- **Задания**
A – Перечисли все названия, заключенные во фрагменте интервью в кавычки-елочки, указав каждое по одному разу.
B – Верни, пожалуйста, дословно часть фрагмента интервью: всё от слов «Вот я и пошел» и вниз до слов «претензии быть президентом.».

- **Исходный текст**
Вот я и пошел на выборы и стал депутатом РСФСР, сразу в Верховный совет. И потом я ушел из «Мемориала» в политику. Подумал: чего я буду держаться за «Мемориал»?
— А какие у вас изначально были политические амбиции? Чего вы хотели в идеале?
— По сути, кроме депутатских, у меня не было амбиций.
— То есть пробиться выше вы не хотели?
— Вот знаете, искренне говорю: я лидер, можно сказать, второго уровня.
— Это как?
— Вся моя жизнь такая. Я никогда не думал, что могу быть первым государственным лицом. Мы с Галей Старовойтовой вместе строили движение «Демократическая Россия» и руководили им. И вот Галя имела претензии быть президентом.
— А вы нет?
— А я нет. Просто я чувствовал, что у меня нет харизмы и, может быть, ораторских способностей. Я всегда чувствовал, что я, условно говоря, генсек. Но я всю жизнь строил только структуры. Мне это нравилось. Сейчас я тоже строю очередную структуру [движение «За права человека»].
— Почему из политики вы все-таки пошли в правозащиту?

- **Перечень строк**
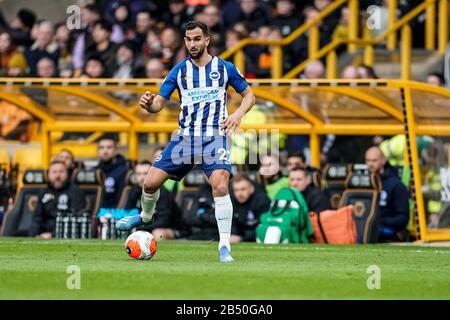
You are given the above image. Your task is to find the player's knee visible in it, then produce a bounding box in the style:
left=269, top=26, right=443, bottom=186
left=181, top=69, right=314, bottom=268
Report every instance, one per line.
left=212, top=183, right=228, bottom=197
left=144, top=179, right=159, bottom=193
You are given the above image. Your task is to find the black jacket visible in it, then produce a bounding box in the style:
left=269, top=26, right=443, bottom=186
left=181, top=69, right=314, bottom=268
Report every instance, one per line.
left=379, top=163, right=409, bottom=231
left=302, top=183, right=331, bottom=213
left=231, top=187, right=270, bottom=241
left=96, top=155, right=128, bottom=208
left=30, top=181, right=85, bottom=237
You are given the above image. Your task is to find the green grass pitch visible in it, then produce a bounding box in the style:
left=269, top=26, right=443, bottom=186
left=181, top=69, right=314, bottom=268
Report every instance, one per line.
left=0, top=238, right=450, bottom=299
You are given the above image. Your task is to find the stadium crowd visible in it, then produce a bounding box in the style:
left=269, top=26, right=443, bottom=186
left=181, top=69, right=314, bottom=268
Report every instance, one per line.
left=0, top=0, right=444, bottom=242
left=0, top=0, right=442, bottom=79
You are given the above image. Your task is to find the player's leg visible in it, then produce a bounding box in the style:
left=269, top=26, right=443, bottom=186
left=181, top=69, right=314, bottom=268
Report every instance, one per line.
left=116, top=167, right=170, bottom=231
left=209, top=169, right=233, bottom=262
left=140, top=166, right=170, bottom=223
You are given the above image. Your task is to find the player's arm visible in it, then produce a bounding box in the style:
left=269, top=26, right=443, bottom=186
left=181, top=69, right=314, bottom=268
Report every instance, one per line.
left=139, top=91, right=168, bottom=113
left=222, top=86, right=256, bottom=134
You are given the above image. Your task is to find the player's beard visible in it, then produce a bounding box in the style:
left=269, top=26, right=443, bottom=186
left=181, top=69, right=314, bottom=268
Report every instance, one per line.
left=188, top=46, right=205, bottom=60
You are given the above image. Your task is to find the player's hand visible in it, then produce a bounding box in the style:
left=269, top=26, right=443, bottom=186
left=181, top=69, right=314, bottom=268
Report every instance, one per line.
left=139, top=91, right=155, bottom=111
left=220, top=112, right=243, bottom=135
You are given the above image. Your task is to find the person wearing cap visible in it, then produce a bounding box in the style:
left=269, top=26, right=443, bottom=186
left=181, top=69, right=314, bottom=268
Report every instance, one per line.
left=0, top=31, right=28, bottom=77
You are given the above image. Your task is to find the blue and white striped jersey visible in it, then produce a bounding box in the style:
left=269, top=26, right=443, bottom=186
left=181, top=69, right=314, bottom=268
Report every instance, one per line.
left=159, top=56, right=248, bottom=136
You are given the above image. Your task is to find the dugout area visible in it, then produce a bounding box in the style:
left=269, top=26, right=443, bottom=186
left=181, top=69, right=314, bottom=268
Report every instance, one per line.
left=0, top=78, right=450, bottom=241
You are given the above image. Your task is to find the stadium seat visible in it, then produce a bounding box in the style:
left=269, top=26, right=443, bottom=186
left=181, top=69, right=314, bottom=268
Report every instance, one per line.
left=323, top=164, right=351, bottom=209
left=117, top=170, right=137, bottom=209
left=339, top=171, right=381, bottom=243
left=73, top=169, right=104, bottom=218
left=1, top=169, right=47, bottom=236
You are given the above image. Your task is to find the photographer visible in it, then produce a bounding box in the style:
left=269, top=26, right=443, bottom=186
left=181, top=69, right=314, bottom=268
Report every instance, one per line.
left=30, top=161, right=85, bottom=239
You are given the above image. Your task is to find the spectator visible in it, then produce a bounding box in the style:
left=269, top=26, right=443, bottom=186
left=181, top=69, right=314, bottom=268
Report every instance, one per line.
left=236, top=0, right=270, bottom=33
left=113, top=41, right=144, bottom=79
left=0, top=8, right=36, bottom=47
left=365, top=147, right=409, bottom=242
left=427, top=72, right=445, bottom=87
left=0, top=31, right=27, bottom=76
left=289, top=167, right=331, bottom=213
left=29, top=161, right=85, bottom=239
left=132, top=161, right=189, bottom=241
left=86, top=20, right=117, bottom=76
left=81, top=55, right=107, bottom=79
left=201, top=4, right=225, bottom=48
left=230, top=174, right=270, bottom=243
left=132, top=11, right=154, bottom=51
left=145, top=58, right=167, bottom=79
left=287, top=151, right=306, bottom=172
left=259, top=155, right=288, bottom=200
left=105, top=0, right=155, bottom=22
left=96, top=136, right=128, bottom=209
left=37, top=57, right=57, bottom=78
left=111, top=2, right=132, bottom=43
left=272, top=0, right=302, bottom=38
left=25, top=21, right=60, bottom=77
left=72, top=4, right=102, bottom=76
left=55, top=22, right=73, bottom=78
left=162, top=0, right=190, bottom=30
left=55, top=149, right=77, bottom=178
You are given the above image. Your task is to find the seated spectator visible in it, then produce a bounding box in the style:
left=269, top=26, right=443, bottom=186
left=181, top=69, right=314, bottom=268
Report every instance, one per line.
left=230, top=174, right=270, bottom=243
left=29, top=161, right=85, bottom=239
left=0, top=31, right=27, bottom=77
left=86, top=20, right=117, bottom=76
left=96, top=135, right=128, bottom=209
left=72, top=3, right=102, bottom=77
left=289, top=167, right=331, bottom=213
left=25, top=20, right=60, bottom=77
left=37, top=57, right=57, bottom=78
left=55, top=149, right=77, bottom=178
left=80, top=55, right=107, bottom=79
left=133, top=161, right=190, bottom=241
left=287, top=151, right=306, bottom=172
left=259, top=155, right=288, bottom=200
left=113, top=41, right=144, bottom=79
left=55, top=22, right=74, bottom=78
left=0, top=8, right=36, bottom=47
left=161, top=28, right=185, bottom=70
left=365, top=147, right=409, bottom=242
left=129, top=10, right=154, bottom=51
left=427, top=72, right=445, bottom=87
left=145, top=58, right=167, bottom=79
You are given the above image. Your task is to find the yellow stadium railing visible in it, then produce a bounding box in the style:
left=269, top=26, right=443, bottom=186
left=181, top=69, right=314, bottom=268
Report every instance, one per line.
left=221, top=0, right=449, bottom=80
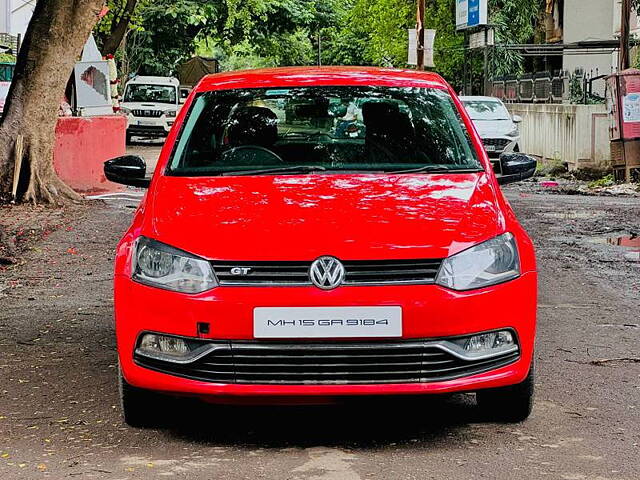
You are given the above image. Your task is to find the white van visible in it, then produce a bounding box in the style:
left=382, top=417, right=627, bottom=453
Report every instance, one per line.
left=120, top=77, right=182, bottom=143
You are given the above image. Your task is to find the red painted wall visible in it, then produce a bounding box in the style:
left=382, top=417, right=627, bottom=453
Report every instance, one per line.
left=53, top=115, right=127, bottom=193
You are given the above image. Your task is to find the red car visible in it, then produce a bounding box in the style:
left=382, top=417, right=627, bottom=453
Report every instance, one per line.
left=105, top=67, right=537, bottom=426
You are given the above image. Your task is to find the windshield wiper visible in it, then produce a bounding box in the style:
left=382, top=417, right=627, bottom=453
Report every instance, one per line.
left=221, top=165, right=327, bottom=175
left=386, top=165, right=483, bottom=173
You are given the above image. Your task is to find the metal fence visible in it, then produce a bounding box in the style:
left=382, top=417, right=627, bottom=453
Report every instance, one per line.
left=491, top=70, right=605, bottom=104
left=492, top=72, right=569, bottom=103
left=0, top=33, right=20, bottom=55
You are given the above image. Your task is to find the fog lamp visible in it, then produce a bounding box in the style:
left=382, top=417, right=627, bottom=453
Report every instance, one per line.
left=138, top=333, right=191, bottom=358
left=455, top=330, right=518, bottom=358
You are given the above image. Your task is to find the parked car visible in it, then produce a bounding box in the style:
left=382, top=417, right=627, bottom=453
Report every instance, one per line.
left=0, top=82, right=11, bottom=115
left=460, top=97, right=522, bottom=158
left=120, top=76, right=184, bottom=143
left=104, top=67, right=537, bottom=426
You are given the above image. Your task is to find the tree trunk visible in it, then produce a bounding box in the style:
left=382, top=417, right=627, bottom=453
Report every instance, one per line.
left=0, top=0, right=104, bottom=203
left=102, top=0, right=138, bottom=55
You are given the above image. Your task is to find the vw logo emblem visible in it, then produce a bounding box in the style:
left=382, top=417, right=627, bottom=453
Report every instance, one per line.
left=309, top=256, right=345, bottom=290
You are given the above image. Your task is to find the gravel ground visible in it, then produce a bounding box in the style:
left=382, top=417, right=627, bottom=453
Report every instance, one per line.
left=0, top=188, right=640, bottom=480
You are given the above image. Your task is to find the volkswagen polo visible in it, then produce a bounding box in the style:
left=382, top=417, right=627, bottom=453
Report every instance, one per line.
left=105, top=67, right=537, bottom=426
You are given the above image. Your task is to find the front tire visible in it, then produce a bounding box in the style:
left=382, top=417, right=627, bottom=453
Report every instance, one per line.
left=476, top=362, right=535, bottom=423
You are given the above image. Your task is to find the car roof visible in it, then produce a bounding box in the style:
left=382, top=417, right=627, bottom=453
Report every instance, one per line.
left=128, top=76, right=180, bottom=85
left=196, top=66, right=448, bottom=92
left=460, top=95, right=502, bottom=103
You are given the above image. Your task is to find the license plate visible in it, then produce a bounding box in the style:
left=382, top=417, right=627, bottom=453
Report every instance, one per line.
left=253, top=307, right=402, bottom=338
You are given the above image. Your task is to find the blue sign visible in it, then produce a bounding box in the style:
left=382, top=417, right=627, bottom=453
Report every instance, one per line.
left=456, top=0, right=488, bottom=30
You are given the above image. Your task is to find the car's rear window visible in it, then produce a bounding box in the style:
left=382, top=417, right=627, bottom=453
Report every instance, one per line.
left=167, top=86, right=481, bottom=176
left=462, top=100, right=511, bottom=120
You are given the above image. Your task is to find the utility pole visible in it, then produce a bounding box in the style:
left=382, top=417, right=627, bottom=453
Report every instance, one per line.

- **Ответы к заданиям**
A – «Мемориал», «Демократическая Россия», «За права человека»

B –
Вот я и пошел на выборы и стал депутатом РСФСР, сразу в Верховный совет. И потом я ушел из «Мемориала» в политику. Подумал: чего я буду держаться за «Мемориал»?
— А какие у вас изначально были политические амбиции? Чего вы хотели в идеале?
— По сути, кроме депутатских, у меня не было амбиций.
— То есть пробиться выше вы не хотели?
— Вот знаете, искренне говорю: я лидер, можно сказать, второго уровня.
— Это как?
— Вся моя жизнь такая. Я никогда не думал, что могу быть первым государственным лицом. Мы с Галей Старовойтовой вместе строили движение «Демократическая Россия» и руководили им. И вот Галя имела претензии быть президентом.